Exercise directions
Rewrite all of the lines below, replacing every occurrence of "keypoint" with "marker point" and leaving everything else unchanged. Leave the pictures out of the answer.

Dataset
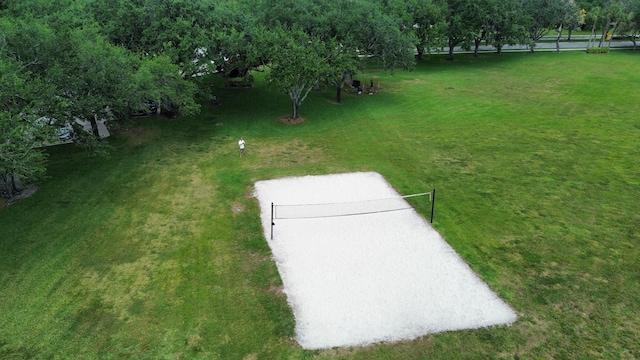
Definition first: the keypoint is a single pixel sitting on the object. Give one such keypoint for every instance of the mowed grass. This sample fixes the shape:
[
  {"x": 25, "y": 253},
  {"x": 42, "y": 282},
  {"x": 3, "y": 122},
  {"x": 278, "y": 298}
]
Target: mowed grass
[{"x": 157, "y": 251}]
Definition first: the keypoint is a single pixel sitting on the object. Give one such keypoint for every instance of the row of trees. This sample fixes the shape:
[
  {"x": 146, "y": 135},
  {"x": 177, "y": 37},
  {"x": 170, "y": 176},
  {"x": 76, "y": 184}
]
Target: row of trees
[{"x": 62, "y": 60}]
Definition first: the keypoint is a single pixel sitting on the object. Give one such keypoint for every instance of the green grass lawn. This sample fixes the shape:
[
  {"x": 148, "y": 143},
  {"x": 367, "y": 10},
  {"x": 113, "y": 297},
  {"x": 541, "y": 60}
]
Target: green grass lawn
[{"x": 535, "y": 159}]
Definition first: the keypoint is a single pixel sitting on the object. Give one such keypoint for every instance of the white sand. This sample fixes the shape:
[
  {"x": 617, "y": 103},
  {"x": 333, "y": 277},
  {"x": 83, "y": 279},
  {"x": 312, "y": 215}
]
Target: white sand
[{"x": 357, "y": 280}]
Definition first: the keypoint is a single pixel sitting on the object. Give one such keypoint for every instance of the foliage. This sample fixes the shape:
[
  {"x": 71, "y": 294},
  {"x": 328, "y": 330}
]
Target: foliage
[
  {"x": 298, "y": 62},
  {"x": 142, "y": 256}
]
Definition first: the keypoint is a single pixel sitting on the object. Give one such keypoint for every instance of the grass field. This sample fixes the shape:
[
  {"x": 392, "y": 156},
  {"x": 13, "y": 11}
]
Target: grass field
[{"x": 535, "y": 159}]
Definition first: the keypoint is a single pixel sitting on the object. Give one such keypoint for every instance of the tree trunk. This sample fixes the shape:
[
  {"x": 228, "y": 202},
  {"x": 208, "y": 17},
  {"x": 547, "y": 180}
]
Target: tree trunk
[
  {"x": 613, "y": 31},
  {"x": 604, "y": 33},
  {"x": 14, "y": 187},
  {"x": 450, "y": 58},
  {"x": 592, "y": 35},
  {"x": 559, "y": 30},
  {"x": 295, "y": 110},
  {"x": 477, "y": 46},
  {"x": 94, "y": 126}
]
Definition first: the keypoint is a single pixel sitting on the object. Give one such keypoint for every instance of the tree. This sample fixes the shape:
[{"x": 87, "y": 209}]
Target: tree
[
  {"x": 505, "y": 24},
  {"x": 297, "y": 62},
  {"x": 539, "y": 17},
  {"x": 569, "y": 15},
  {"x": 178, "y": 29},
  {"x": 595, "y": 16},
  {"x": 631, "y": 26},
  {"x": 428, "y": 22},
  {"x": 461, "y": 29},
  {"x": 21, "y": 130}
]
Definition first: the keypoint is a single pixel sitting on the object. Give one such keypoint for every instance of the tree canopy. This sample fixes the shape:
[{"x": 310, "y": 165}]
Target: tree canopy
[{"x": 88, "y": 60}]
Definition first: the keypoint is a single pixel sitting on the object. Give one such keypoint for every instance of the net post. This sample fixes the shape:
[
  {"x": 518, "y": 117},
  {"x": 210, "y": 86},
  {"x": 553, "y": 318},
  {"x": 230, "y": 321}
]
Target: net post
[
  {"x": 272, "y": 221},
  {"x": 433, "y": 203}
]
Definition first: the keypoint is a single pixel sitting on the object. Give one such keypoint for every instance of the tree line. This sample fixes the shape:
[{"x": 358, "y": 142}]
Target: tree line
[{"x": 90, "y": 60}]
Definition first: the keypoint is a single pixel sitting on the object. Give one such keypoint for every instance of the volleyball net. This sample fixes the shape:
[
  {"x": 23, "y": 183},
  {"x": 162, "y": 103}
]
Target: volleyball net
[{"x": 353, "y": 208}]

Solution to this exercise
Definition first: the marker point is a single pixel sitting on the object. Give one such marker point for every instance of the mowed grass. This sample fixes the shape:
[
  {"x": 25, "y": 253},
  {"x": 42, "y": 282},
  {"x": 3, "y": 122},
  {"x": 278, "y": 298}
]
Target: mowed grass
[{"x": 157, "y": 251}]
Definition first: the marker point is a single pixel sitting on the object. Give one such marker point for every instance of the row of trees. This sample fixes the shape:
[
  {"x": 146, "y": 135},
  {"x": 177, "y": 37},
  {"x": 170, "y": 176},
  {"x": 76, "y": 184}
]
Target: row of trees
[{"x": 62, "y": 60}]
Definition first: the marker point is a single pixel sitting on the object. Give one such marker point for every instance of the green grass lawn. This sample fixes the shape:
[
  {"x": 148, "y": 143},
  {"x": 367, "y": 10},
  {"x": 113, "y": 297},
  {"x": 541, "y": 60}
]
Target: green grass lawn
[{"x": 535, "y": 159}]
Definition first: the marker point is a single pixel sitting on the object. Give one such marker point for every instance of the white sand. This sample fixes the shape:
[
  {"x": 617, "y": 103},
  {"x": 333, "y": 277},
  {"x": 83, "y": 279},
  {"x": 312, "y": 215}
]
Target: white sand
[{"x": 357, "y": 280}]
Definition first: the marker point is a single pixel sitting on the object. Give one such marker point for every instance of the foliage. This sample fixes the shape:
[
  {"x": 71, "y": 294},
  {"x": 328, "y": 330}
]
Target: foliage
[
  {"x": 298, "y": 62},
  {"x": 142, "y": 256}
]
Definition first: the marker point is a single pixel sitting on the object. Give one such marker point for every instance of the grass field. This sample fixes the shape:
[
  {"x": 392, "y": 156},
  {"x": 13, "y": 11}
]
Target: grass field
[{"x": 535, "y": 159}]
Definition first: the marker point is a single pixel sitting on the object. Give one such marker point for every instance of the tree trunk. This sample fixes the shape:
[
  {"x": 228, "y": 202},
  {"x": 208, "y": 17},
  {"x": 547, "y": 180}
]
Target: tree trunk
[
  {"x": 613, "y": 31},
  {"x": 604, "y": 33},
  {"x": 14, "y": 187},
  {"x": 450, "y": 58},
  {"x": 592, "y": 35},
  {"x": 559, "y": 30},
  {"x": 295, "y": 110},
  {"x": 477, "y": 46},
  {"x": 94, "y": 126}
]
Definition first: the marker point is a single pixel sitting on the object. Give one such marker point for every instance of the tree. This sample fixes the shape:
[{"x": 87, "y": 209}]
Target: tree
[
  {"x": 505, "y": 24},
  {"x": 297, "y": 62},
  {"x": 539, "y": 17},
  {"x": 569, "y": 15},
  {"x": 178, "y": 29},
  {"x": 595, "y": 16},
  {"x": 631, "y": 26},
  {"x": 428, "y": 22},
  {"x": 461, "y": 29},
  {"x": 21, "y": 130}
]
Definition first: the marker point is a single pixel sitting on the object. Give one such marker point for every instance of the tree canopy. This sample fixes the shape:
[{"x": 310, "y": 165}]
Target: tree canopy
[{"x": 88, "y": 60}]
Definition first: the marker point is a single pixel sitting on the object. Give one such marker point for every instance of the net post. This sample fixes the shape:
[
  {"x": 518, "y": 117},
  {"x": 210, "y": 86},
  {"x": 553, "y": 318},
  {"x": 230, "y": 321}
]
Target: net post
[
  {"x": 272, "y": 221},
  {"x": 433, "y": 203}
]
Definition first: the marker point is a single pixel sitting on the object. Give one such marker point for every instance of the tree line. This sample fixes the shape:
[{"x": 358, "y": 142}]
Target: tree line
[{"x": 90, "y": 60}]
Definition first: the marker point is a single pixel sitting on the object. Give one such marker point for every instance of the volleyball net. This sample fixes the shape:
[
  {"x": 23, "y": 183},
  {"x": 162, "y": 103}
]
Target: volleyball net
[{"x": 353, "y": 208}]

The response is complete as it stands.